Material supplied:
************

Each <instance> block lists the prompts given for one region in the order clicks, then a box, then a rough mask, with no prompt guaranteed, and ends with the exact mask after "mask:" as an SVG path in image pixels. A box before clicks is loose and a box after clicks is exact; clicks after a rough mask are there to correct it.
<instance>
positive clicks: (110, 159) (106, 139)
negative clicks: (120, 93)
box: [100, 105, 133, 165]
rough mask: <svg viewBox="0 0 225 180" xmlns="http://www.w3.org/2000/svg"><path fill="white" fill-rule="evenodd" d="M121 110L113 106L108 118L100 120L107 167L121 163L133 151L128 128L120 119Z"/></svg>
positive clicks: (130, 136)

************

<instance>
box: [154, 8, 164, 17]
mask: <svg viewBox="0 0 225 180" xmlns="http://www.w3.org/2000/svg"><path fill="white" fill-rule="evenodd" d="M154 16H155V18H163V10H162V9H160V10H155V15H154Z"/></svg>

************

For the records above, state how many lines include "positive", giving no more than the number.

2